Assigned task
From the data below, return the exact lines starting at the line containing "positive clicks: (195, 71) (195, 78)" and ending at the line containing "positive clicks: (108, 116) (109, 118)", both included, and nothing else.

Exercise data

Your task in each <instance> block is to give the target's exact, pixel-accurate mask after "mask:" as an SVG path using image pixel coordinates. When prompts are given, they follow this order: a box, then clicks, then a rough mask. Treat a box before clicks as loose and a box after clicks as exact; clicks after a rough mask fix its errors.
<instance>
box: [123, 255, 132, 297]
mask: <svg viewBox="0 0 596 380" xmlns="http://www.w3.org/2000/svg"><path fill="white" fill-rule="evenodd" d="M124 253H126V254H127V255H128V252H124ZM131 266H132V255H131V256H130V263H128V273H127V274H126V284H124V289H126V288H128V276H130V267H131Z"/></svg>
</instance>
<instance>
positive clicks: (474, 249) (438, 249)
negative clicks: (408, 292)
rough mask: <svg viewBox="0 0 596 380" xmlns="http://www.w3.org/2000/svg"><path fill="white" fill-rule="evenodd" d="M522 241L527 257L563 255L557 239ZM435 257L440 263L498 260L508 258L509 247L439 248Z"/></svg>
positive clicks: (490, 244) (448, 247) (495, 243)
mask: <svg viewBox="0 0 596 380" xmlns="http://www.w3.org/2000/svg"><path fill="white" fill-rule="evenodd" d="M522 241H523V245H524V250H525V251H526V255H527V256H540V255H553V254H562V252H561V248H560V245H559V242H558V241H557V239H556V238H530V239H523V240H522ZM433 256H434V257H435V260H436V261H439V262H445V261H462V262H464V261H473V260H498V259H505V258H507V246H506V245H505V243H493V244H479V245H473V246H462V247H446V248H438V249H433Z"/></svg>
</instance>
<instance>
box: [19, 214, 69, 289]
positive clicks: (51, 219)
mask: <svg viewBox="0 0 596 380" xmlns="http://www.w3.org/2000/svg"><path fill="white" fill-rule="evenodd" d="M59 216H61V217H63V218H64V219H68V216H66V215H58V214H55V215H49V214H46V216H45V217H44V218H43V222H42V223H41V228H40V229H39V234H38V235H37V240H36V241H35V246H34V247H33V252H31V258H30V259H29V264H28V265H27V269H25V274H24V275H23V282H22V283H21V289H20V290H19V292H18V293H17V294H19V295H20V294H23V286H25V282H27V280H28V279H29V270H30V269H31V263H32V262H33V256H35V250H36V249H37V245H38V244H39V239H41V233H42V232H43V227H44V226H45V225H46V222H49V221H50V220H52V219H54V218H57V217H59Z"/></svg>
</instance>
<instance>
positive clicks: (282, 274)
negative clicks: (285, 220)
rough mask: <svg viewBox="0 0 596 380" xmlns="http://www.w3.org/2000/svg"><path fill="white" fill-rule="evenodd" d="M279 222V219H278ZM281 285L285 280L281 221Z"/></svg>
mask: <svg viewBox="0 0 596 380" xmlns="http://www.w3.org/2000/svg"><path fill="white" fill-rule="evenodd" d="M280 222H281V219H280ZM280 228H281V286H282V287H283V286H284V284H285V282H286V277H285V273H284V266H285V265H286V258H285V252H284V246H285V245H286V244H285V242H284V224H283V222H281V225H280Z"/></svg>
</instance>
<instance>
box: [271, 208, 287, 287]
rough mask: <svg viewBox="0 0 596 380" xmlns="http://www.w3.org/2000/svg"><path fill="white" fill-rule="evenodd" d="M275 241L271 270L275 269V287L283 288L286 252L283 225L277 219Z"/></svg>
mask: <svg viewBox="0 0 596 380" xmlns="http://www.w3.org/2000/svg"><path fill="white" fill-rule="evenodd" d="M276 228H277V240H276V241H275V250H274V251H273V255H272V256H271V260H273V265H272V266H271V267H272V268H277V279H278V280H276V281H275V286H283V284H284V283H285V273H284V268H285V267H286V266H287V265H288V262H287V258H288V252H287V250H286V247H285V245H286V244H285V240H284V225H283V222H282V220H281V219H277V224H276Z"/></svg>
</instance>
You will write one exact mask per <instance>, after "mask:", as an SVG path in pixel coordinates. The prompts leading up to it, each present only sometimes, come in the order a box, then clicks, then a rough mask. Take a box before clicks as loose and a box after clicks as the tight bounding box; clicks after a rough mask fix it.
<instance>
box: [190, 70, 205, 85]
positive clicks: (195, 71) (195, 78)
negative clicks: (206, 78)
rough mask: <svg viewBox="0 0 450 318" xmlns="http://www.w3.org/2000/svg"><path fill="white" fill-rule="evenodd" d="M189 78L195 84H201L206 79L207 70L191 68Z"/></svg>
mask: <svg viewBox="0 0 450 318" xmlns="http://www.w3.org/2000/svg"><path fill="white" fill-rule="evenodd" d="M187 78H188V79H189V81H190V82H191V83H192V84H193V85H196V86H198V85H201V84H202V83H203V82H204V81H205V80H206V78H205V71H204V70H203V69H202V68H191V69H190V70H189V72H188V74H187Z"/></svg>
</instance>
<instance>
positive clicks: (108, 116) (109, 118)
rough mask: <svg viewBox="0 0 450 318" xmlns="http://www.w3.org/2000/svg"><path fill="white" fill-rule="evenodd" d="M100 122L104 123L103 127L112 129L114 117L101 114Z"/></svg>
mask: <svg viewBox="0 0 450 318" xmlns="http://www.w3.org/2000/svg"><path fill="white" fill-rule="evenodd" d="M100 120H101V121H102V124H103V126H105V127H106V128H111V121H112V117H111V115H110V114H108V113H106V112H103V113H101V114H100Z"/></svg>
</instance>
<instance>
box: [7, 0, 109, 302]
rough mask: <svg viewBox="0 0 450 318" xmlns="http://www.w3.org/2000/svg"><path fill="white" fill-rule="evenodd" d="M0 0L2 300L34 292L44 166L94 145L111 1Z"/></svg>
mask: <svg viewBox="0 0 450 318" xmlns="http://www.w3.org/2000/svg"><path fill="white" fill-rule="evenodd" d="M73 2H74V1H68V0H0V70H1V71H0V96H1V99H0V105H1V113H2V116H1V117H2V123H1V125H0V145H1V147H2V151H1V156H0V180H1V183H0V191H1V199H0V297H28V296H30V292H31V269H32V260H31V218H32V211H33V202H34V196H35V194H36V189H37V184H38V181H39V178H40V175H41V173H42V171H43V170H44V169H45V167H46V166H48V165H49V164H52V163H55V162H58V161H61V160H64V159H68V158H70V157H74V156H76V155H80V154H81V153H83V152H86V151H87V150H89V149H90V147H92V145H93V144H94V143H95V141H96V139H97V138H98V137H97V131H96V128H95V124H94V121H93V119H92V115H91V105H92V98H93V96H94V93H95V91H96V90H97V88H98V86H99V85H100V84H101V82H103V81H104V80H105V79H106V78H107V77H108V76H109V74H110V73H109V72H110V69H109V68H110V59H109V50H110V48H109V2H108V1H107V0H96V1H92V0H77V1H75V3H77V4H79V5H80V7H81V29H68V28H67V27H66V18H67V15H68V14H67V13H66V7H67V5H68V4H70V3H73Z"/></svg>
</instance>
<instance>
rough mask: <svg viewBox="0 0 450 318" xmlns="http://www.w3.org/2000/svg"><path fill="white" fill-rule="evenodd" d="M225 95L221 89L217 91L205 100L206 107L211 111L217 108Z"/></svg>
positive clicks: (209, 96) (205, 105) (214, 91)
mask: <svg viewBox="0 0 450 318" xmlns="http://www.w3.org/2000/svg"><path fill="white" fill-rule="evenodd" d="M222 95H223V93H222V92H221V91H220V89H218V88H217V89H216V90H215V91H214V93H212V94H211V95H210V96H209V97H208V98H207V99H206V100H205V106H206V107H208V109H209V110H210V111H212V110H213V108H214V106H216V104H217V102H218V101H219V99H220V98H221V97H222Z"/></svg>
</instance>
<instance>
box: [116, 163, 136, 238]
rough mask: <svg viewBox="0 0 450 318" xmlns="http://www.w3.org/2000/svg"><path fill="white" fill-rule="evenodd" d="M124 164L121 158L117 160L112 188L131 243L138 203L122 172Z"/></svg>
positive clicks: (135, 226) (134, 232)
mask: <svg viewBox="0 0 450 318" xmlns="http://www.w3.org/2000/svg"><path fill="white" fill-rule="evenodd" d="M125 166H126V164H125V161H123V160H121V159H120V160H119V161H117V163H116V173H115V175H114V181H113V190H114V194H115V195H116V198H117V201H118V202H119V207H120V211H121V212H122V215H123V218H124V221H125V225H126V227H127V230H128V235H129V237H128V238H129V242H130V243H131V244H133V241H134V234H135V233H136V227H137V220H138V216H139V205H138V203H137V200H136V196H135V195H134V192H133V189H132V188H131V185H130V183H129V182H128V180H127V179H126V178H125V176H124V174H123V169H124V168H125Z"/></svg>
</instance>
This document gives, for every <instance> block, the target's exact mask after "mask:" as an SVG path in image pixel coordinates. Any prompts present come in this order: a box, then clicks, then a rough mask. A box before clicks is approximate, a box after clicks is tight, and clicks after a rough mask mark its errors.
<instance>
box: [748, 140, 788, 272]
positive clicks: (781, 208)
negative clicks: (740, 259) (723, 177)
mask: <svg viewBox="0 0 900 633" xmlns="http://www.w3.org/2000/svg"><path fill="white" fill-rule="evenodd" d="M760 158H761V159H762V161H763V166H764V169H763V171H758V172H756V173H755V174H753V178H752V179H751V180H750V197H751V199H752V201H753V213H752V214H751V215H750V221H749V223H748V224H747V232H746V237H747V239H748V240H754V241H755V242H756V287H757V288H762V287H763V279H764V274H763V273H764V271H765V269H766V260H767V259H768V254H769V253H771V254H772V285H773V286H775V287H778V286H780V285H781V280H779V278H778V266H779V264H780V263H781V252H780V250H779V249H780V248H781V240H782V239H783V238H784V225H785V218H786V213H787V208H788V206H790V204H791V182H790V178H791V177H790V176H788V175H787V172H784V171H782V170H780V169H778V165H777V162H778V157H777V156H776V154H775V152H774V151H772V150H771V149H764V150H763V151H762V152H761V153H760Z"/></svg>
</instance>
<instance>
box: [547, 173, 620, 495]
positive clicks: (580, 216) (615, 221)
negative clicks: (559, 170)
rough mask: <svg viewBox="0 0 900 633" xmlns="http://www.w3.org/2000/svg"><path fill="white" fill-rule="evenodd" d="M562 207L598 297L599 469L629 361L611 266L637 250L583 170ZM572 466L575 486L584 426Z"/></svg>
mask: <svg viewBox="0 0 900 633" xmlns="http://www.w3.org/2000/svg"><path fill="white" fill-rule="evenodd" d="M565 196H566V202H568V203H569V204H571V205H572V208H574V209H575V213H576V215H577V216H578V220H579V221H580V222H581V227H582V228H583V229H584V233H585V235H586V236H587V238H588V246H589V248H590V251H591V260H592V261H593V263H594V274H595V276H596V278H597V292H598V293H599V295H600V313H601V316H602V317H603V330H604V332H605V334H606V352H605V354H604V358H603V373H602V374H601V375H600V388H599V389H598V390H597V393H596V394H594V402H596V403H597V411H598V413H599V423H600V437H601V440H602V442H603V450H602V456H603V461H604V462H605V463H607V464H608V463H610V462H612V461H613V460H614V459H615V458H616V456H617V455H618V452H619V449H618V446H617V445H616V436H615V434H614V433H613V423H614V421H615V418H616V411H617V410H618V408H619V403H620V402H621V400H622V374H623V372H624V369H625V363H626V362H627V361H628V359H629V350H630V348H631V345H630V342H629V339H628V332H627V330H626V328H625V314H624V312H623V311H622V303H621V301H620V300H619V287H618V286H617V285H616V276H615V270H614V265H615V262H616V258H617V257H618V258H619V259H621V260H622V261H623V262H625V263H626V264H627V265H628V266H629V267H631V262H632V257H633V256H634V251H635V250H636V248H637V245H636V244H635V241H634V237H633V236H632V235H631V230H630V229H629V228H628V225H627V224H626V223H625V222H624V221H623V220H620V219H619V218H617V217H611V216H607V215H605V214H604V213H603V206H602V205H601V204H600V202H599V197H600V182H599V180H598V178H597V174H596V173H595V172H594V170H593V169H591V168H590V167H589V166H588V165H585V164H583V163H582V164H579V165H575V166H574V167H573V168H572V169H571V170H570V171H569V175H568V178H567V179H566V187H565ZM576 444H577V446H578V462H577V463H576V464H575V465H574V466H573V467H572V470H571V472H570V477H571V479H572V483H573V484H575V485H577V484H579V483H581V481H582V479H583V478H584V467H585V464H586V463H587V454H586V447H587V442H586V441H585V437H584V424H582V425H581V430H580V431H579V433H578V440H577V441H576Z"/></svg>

Response to the exercise
positive clicks: (195, 71) (195, 78)
negative clicks: (206, 78)
rough mask: <svg viewBox="0 0 450 318" xmlns="http://www.w3.org/2000/svg"><path fill="white" fill-rule="evenodd" d="M189 78L195 84H201L206 79L207 70L191 68Z"/></svg>
mask: <svg viewBox="0 0 450 318" xmlns="http://www.w3.org/2000/svg"><path fill="white" fill-rule="evenodd" d="M187 78H188V79H189V81H190V82H191V83H192V84H193V85H196V86H198V85H201V84H202V83H203V82H204V81H205V80H206V78H205V71H204V70H203V69H202V68H191V69H190V70H189V72H188V74H187Z"/></svg>
</instance>
<instance>
positive clicks: (108, 116) (109, 118)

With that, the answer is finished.